**SET PROBLEM**
Return the whole listing exactly as it stands.

Location identification items:
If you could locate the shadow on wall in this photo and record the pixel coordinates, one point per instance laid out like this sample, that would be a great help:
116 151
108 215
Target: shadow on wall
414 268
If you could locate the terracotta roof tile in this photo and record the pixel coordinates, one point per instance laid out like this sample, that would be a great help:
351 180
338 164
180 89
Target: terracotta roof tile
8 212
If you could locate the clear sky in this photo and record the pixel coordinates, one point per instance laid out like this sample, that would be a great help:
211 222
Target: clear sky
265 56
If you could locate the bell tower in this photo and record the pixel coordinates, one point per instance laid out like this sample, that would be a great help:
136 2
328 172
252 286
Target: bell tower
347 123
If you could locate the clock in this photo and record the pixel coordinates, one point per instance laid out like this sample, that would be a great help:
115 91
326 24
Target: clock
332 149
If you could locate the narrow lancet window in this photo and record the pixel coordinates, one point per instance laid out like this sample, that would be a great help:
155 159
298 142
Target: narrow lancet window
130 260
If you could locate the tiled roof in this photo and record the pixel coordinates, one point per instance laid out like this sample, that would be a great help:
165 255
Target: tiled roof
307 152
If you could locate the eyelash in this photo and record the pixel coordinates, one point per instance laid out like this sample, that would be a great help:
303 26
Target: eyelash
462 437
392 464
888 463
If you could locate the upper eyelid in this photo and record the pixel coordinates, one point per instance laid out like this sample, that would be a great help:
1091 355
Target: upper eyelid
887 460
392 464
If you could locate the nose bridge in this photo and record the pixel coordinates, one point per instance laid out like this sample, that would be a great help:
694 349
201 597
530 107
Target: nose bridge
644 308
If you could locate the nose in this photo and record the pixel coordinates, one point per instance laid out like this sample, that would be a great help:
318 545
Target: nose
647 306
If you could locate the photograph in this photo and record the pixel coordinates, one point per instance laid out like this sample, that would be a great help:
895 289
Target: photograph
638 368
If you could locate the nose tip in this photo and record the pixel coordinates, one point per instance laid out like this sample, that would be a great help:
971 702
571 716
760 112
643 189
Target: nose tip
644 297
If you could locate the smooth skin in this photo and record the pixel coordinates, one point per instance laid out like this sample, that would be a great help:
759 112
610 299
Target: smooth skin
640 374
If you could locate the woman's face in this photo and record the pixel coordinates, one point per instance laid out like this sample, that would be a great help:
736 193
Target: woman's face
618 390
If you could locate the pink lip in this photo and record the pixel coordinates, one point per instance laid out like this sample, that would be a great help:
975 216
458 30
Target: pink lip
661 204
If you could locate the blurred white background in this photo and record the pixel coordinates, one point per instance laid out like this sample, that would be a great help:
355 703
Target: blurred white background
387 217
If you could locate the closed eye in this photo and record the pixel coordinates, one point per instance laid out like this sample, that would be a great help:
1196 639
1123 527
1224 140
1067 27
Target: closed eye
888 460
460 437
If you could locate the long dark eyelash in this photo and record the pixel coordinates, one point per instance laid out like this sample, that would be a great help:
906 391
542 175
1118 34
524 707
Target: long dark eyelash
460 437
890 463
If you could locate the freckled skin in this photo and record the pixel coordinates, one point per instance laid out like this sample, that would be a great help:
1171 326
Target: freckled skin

**THE RESPONSE**
If you could locate the shadow on wall in this photo and record the pixel coordinates, one point per instance laid out like this sample, that would be a great help:
116 151
108 215
Target: shadow on wall
414 268
If you could locate the terracotta roof tile in this photo and record the pixel coordinates, one point per instance laid out like this sample, that would be a great help:
351 180
338 164
180 89
Target: terracotta roof tile
8 212
If you could locate the clear sky in this photo and record the pixel coordinates, one point per instance laid out like this sample, that would be a great help:
211 222
Target: clear sky
265 56
If you could locate the bell tower in this photo and record the pixel coordinates, one point per instance laid out like this sample, that would be a great help:
136 2
328 172
252 286
Target: bell tower
347 123
If you could locate the clock in this photo and record the pixel coordinates, one point per instance laid out like this sample, that would be a great help:
115 91
326 24
Target: clock
332 149
If you could locate the narrow lancet window in this photo and record the pixel coordinates, one point per instance laid out like this sample, that would be a great help:
155 159
298 142
Target: narrow lancet window
130 260
If you could locate the tiled roof in this photo and record the pixel coordinates, one point per instance laid out like this sample, that would be a great help:
165 255
Target: tiled roof
307 152
If you could locate the eyelash in this photo and record the pixel coordinates, one point per instance laid out like this sample, that would be a great help:
303 26
Target: eyelash
462 437
392 464
888 463
If you could locate the upper eyelid in this photo and record the pixel coordinates, one point per instance laid out like this sample, that would be a great help:
1091 355
Target: upper eyelid
887 460
392 464
If you could locate the nose bridge in this photo and record the pixel coordinates, one point per instance laid out like this sample, that would be a great help:
694 349
201 597
530 107
Target: nose bridge
644 308
If you could locate the nose in this photo and record the pixel coordinates, one point per instance laid out like this sample, that would be a great help:
318 545
Target: nose
647 306
If you could locate the photograph in this photo and record the pixel coordinates, one point per instance laid out like this sample, that would be a great help:
895 289
Target: photograph
638 368
If you could locate the nose tip in this photo and record the pixel coordinates, one point per instance laid out like this sample, that would be a great help:
971 702
571 716
760 112
643 189
Target: nose tip
644 297
If you could locate the smooth skin in this photo and record the pixel coordinates, one point per instance laid out like this sample, that would be a great help:
759 112
610 299
Target: smooth skin
640 374
If you could locate the woman's face in this photo and record the pixel coordinates, one point per instance laid out like this sample, that would be a great help:
736 193
Target: woman's face
618 390
If you could locate the pink lip in this photo and record the pixel coordinates, one point per instance laid out like this sample, that would be a great help:
975 216
458 30
Target: pink lip
661 204
If you could locate the blurred white background in this photo and record the pixel coordinates, one point per instance laid out like this sample, that would be a great help:
355 703
Target: blurred white background
387 217
If you could locate the closed eye in this photo and record the pixel coordinates, one point per instance laid out like this sample, that would be a great help:
1196 639
1123 527
1224 140
1067 27
Target: closed eye
888 460
460 437
If you could locate the long dark eyelash in this photo and record the pixel coordinates, one point per instance laid out like this sample, that would be a great help:
906 391
542 175
1118 34
524 707
Target: long dark eyelash
460 437
890 463
If you could locate the freckled skin in this photo and record the pixel coordinates, one point per instance laid out like this sample, that would be a great help:
1171 326
Target: freckled skin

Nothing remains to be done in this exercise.